# SOURCE EXTRACT

Direct post here, or a working link would be much appreciated.

Optimystik
2010-03-23, 10:18 PM
I have it saved somewhere. The best of Char-Op? 1 sec.

EDIT:Found it. To summarize, it works by abusing Time Hop to send your psicrystal days forward in time, and Forced Dream, which will return him back in time to the moment you cast Time Hop. Doing so will undo whatever caused your party to wipe, because the psicrystal's Dream began before you Time Hopped it. (Presumably while you were all alive and kicking.)

There's a couple of other things you'll need to make it work, below:


Save Game Mechanic
Tleilaxu_Ghola

Summary:
With this trick one is able to create "save" game points, with a minimal cost of 15 XP. The point allows one to adventure for a day and then reload the save game point if something went awry.

Ingredients:
Forced Dream (Magic of Eberron)
Anticipatory Strike (Complete Psionic)
Time Hop
Psionic Contingency
A psi-crystal
Status
Imbue Spell-like Ability
Sending Stones (Magic Item) (Complete Arcane)

# DATA LINES
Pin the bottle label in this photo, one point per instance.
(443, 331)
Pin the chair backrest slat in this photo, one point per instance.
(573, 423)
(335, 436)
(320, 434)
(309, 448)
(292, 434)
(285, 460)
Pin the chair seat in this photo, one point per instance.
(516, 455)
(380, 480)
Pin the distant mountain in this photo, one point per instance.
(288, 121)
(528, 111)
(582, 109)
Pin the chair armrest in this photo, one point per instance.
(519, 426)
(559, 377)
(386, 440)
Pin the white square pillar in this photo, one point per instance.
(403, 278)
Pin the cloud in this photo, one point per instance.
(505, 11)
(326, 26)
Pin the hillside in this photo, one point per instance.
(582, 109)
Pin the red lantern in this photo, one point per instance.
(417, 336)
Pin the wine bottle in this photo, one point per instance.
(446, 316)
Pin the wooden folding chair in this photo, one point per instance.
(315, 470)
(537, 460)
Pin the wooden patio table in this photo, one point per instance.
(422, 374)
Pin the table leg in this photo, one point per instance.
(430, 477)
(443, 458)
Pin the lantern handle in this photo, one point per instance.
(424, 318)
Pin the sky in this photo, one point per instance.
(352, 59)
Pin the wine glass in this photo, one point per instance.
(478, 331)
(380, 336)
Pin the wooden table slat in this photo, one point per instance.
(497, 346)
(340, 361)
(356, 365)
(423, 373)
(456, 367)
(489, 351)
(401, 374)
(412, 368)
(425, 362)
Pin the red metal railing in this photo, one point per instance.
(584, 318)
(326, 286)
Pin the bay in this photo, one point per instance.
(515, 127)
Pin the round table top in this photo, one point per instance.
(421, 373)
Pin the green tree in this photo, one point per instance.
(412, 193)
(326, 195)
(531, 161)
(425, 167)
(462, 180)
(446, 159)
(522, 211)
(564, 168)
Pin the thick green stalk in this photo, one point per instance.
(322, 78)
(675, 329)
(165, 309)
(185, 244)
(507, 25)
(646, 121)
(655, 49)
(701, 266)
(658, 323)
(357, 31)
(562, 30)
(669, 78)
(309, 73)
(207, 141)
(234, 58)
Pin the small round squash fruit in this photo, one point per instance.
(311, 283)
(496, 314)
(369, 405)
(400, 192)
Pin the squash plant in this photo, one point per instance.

# WRITTEN EXERCISE 1
In the forum post about the save game trick, what is the minimal cost of making a save point?
# WRITTEN EXERCISE 2
Using the forum post about the save game trick, explain why bringing the psicrystal back with Forced Dream undoes whatever wiped out the party.
# WRITTEN EXERCISE 3
Pick up the forum post about the save game trick after its ingredient list and keep writing.

# WRITTEN REPLY 1
15 XP.

# WRITTEN REPLY 2
The psicrystal's Dream began before it was sent forward with Time Hop. So when Forced Dream returns it to the moment Time Hop was cast, everything that happened after that point is undone, including whatever caused the party wipe.

# WRITTEN REPLY 3
Forced Dream: Psion/Wilder 3
[paraphrased]Any time during the rounds/level duration (or minutes per level with 4 pp augment), you can spend a swift action to restart your turn. "When this effect is used, everyone and everything is reset to the state they were at when the subject's turn began. Any spells or abilities used are available again, any damage dealt is healed , any effects incurred are negated, any objects or creatures moved are reset to their original position, and so on. The only exception to this is that any power points spent to manifest forced dream are not recovered..." The power ends when the swift action to do this is expended or when the duration expired.

The Trick
Manifest psionic contingency on your psi-crystal placing a contingent ancipatory strike on him contingent on the event: returns to the normal timestream from a time hop.
Share metamorphosis with your psi-crystal. Transform him into something that isn't immune to mind-affecting compulsions. Heck you could transform him into an object of any size if you wish. Have the party cleric use imbue spell-like ability on the psi-crsytal so that it can use the spell status. Mix with affinity field if you wish the psi-crystal to have knowledge of all party members' condition.

The Psi-crystal casts status on you or whatever party member you choose. This person's condition will determine whether or not the save-game will be reloaded, so choose carefully.

Manifest forced dream on your psicrystal at some time before you fear harm will befall you. Ready a std action to manifest time hop mass contingent when the psi-crystal moves (tell him to do so), advancing him hours / level ahead in time. With enough ML you can advance your psi-crystal nearly a day. Adventure on your merry way, whilst your psi-crystal is outside the time stream.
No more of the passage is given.